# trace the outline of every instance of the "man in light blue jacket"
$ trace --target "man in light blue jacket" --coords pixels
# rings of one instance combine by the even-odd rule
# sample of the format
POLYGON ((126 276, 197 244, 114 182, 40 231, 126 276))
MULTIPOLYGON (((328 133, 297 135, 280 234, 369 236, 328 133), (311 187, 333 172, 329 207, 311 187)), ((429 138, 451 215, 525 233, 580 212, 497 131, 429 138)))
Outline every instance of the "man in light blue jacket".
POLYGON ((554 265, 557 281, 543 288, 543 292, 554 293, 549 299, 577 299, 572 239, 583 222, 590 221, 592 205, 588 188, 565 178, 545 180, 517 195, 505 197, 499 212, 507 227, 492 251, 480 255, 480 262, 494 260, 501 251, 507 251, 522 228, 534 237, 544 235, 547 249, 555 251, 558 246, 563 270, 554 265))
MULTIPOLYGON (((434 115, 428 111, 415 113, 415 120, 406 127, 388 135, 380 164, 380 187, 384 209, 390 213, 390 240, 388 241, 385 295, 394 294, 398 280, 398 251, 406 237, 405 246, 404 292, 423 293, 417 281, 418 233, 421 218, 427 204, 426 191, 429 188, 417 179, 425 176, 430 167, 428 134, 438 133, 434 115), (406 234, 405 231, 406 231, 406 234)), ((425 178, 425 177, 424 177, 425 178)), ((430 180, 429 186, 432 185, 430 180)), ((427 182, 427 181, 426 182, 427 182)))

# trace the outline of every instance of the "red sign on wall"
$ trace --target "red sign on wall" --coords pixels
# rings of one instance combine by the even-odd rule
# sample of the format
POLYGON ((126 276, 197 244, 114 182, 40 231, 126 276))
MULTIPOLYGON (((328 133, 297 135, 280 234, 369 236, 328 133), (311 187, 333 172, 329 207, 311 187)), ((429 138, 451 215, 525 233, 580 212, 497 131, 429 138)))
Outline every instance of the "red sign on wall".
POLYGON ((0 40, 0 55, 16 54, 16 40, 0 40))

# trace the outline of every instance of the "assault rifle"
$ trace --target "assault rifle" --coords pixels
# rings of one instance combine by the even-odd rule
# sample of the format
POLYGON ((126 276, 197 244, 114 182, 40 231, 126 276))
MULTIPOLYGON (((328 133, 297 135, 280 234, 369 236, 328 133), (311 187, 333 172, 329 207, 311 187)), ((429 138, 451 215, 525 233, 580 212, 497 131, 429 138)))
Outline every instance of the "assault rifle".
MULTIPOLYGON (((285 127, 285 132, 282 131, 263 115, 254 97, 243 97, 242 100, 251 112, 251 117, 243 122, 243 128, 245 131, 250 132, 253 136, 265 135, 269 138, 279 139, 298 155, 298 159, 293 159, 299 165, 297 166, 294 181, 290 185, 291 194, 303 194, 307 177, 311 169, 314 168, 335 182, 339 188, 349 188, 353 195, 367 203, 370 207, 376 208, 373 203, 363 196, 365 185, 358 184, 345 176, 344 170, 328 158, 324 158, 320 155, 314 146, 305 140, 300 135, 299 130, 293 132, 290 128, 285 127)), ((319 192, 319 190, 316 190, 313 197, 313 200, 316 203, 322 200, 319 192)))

◇ ◇ ◇ ◇ ◇

CONSEGNA ASSEGNATA -> Raccogli ogni riga delle voci qui sopra in cui compare la stringa "assault". Maiuscole e minuscole fanno differenza.

SOLUZIONE SCRITTA ->
# trace the outline of every instance of the "assault rifle"
$ trace --target "assault rifle" --coords pixels
Outline every instance of the "assault rifle".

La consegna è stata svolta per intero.